## Problem
The response should be a faithful copy of every record, with nothing left out.

## Exercise inputs
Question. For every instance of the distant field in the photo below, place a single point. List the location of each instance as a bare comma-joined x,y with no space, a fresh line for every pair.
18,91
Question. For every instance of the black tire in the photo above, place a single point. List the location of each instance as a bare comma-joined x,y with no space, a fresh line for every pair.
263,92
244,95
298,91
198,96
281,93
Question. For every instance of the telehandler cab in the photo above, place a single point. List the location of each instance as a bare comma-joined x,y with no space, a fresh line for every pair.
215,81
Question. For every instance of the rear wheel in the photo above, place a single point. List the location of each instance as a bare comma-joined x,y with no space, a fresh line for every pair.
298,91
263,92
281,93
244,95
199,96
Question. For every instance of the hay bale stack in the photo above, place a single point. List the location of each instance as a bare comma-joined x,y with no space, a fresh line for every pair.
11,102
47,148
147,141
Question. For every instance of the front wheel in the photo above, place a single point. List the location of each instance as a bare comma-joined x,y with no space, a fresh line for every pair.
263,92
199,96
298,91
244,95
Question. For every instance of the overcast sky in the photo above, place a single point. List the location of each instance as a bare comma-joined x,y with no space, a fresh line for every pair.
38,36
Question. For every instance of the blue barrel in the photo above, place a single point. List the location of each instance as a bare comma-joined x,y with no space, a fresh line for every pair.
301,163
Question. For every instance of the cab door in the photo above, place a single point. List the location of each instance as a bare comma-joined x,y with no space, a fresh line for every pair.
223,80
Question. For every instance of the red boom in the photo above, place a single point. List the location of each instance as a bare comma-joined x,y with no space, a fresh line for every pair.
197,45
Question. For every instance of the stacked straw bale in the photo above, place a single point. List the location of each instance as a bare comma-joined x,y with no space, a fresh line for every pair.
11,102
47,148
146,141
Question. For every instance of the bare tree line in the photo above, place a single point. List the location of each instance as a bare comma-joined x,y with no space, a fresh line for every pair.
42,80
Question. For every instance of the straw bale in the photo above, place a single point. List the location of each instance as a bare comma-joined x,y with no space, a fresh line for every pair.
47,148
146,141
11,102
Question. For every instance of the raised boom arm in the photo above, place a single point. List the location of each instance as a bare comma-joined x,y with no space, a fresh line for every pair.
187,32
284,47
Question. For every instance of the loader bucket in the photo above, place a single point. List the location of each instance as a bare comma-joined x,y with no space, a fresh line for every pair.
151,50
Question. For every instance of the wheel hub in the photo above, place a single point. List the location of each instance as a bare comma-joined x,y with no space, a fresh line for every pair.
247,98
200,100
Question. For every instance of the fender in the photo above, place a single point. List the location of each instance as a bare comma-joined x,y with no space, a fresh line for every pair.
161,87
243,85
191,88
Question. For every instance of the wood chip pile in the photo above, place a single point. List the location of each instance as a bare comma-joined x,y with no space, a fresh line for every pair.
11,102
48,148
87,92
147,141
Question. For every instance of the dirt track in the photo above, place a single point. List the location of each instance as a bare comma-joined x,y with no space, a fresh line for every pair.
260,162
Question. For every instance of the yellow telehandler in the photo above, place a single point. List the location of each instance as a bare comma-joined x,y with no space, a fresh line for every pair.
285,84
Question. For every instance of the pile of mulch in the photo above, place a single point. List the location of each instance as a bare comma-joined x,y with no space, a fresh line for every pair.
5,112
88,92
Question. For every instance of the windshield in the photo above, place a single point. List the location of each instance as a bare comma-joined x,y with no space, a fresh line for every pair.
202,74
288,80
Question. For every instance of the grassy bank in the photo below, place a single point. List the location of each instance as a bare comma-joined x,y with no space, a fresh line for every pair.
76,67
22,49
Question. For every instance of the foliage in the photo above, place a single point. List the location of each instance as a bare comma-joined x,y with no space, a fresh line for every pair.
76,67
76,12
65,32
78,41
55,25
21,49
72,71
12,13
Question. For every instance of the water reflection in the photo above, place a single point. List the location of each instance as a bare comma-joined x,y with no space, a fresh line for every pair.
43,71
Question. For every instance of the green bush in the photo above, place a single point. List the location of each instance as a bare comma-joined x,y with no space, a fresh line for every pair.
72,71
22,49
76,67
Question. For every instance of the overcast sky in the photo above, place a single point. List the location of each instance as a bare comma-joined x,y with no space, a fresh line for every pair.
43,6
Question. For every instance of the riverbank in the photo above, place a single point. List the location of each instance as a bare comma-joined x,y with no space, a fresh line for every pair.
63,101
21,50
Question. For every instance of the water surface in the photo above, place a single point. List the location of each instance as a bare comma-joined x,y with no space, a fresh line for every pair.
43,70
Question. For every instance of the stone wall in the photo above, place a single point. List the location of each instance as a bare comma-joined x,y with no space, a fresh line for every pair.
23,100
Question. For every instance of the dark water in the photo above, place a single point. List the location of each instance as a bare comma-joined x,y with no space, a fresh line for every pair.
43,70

## Exercise response
Question. For every instance of the distant field in the photo below, place a single point. List the location of each instance as a bare comma-joined x,y with no space, a fresh line for every pair.
18,91
Question. For every instance of the black tire in the photo above, place a single point. List the location of each instance as a bare comma-joined x,y with no space, a fresh line for every pair.
263,92
244,95
298,91
198,96
281,93
Question. For every instance of the telehandler cab in the photo above, place a single point. List the location of each instance as a bare comma-joined x,y with no space, a fresh line for every pair.
215,81
Question. For every instance of the rear wheel in the photo above, place a single point. List the location of each instance as a bare comma-joined x,y with no space, a fresh line for every pair.
298,91
263,92
281,93
244,95
199,96
Question. For every instance of the hay bale stack in the photo above, place a single point. List the location of each instance as a bare comma-joined x,y with no space, a fresh line for every pair.
11,102
47,148
147,141
Question. For every instance of the front wheel in the photo above, place a single point. List the location of each instance as a bare comma-joined x,y with no space, a fresh line for every pair.
263,92
199,96
298,91
244,95
Question. For every instance of the overcast sky in the photo above, place a single point. List the location of each instance as a bare comma-joined x,y with no space, a fresh line for every pair.
38,36
Question. For every instance of the blue barrel in the photo above, place a single point. List the location of each instance as a bare comma-joined x,y with no space, a fresh line for every pair.
301,163
Question. For every instance of the cab door in the photo above, place a single point. List the location of each instance as a bare comma-joined x,y with no space, a fresh line for every pair.
223,80
Question. For every instance of the red boom in the photo above, place a single point. List the location of each instance as a bare comma-joined x,y with no space, a fresh line for every pair.
197,45
Question. For every instance of the stacked straw bale in the photo above, place a single point. List the location of each instance as a bare comma-joined x,y with no space, a fresh line for every pair.
11,102
47,148
146,141
Question. For every instance of the bare tree line in the photo above, place a single point. List the location of each instance as a bare comma-joined x,y with no space, a fresh line for every pair.
42,80
Question. For every instance of the straw bale in the photo above, place a single point. List the location of each instance as a bare comma-joined x,y with no space, a fresh line for every pair.
47,148
146,141
11,102
Question. For every instance of the raised boom arm in the photo above, place a single point. List the location of each instance as a bare comma-joined x,y with no space, a fresh line for every pair.
187,32
284,47
Question. For every instance of the loader bucket in the photo above, place a single point. List the location of each instance as a bare comma-joined x,y with no space, a fresh line for every pair.
151,50
Question. For every instance of the wheel hub in the photo above, place a single point. List the location of each instance as a bare comma-joined x,y with no space, a fresh line for every pair.
247,98
200,100
Question. For every instance of the fender in the photo above, place a single point. List the location of each instance as a bare comma-joined x,y with no space, a fresh line for every pair.
161,87
243,85
191,88
Question. For every instance of the wood chip pile in the photo above, place a single point. List the location of each instance as a bare comma-joined x,y with no space, a fresh line for every pair.
11,102
48,148
87,92
147,141
Question. For every instance of the dirt track in the photo above, place a single point. List the location of each instance as a bare comma-joined x,y with no space, a fresh line for every pair.
260,162
Question. For every instance of the yellow telehandler in the photo above, place a single point. List the location of each instance as a bare comma-joined x,y with no space, a fresh line for every pair.
285,84
Question. For every instance of the pile of mulch in the photo above, place a single point. List the location of each instance as a bare comma-joined x,y with no space, a fresh line for every pair.
5,112
88,92
Question. For every instance of the windshield in the photo above, place a single point. List the location of each instance as a bare comma-joined x,y with no space, a fresh line for every pair.
202,74
288,80
Question. For every instance of the grassy bank in the photo below, place a single point. List the location of each instance as a bare comma-joined x,y with no space, a fresh line for every pair.
76,67
22,49
Question. For every instance of the foliage in the photo above, place a single point. List the location of each instance as a bare comma-joined x,y with no space, a fresh line for every pair.
76,67
76,12
65,32
78,41
55,25
21,49
72,71
12,13
Question. For every instance of the water reflection in the photo above, place a single point. List the location of each instance as a bare comma-joined x,y with no space, a fresh line for every pair.
43,71
Question. For every instance of the green bush in the photo above, place a single point. List the location of each instance as a bare comma-joined x,y with no space, a fresh line for every pair.
72,71
22,49
76,67
Question. For every instance of the overcast sky in the photo above, place a single point. List the location of each instance as a bare comma-joined x,y with no space, a fresh line for every pair.
43,6
Question. For every instance of the riverbank in the photo above, place a single point. List the location of each instance as a bare comma-joined x,y with no space, a fresh line for every pair.
63,101
21,50
Question. For every instance of the water surface in the photo above, place a single point. List the location of each instance as a bare comma-joined x,y with no space, a fresh line for every pair.
43,70
Question. For every instance of the stone wall in the photo above, place a single point. List the location of each instance as a bare comma-joined x,y with no space, a fresh line for every pair.
23,100
Question. For every instance of the dark water in the photo above, place a single point. List the location of each instance as a bare comma-joined x,y with no space, a fresh line for every pair.
43,70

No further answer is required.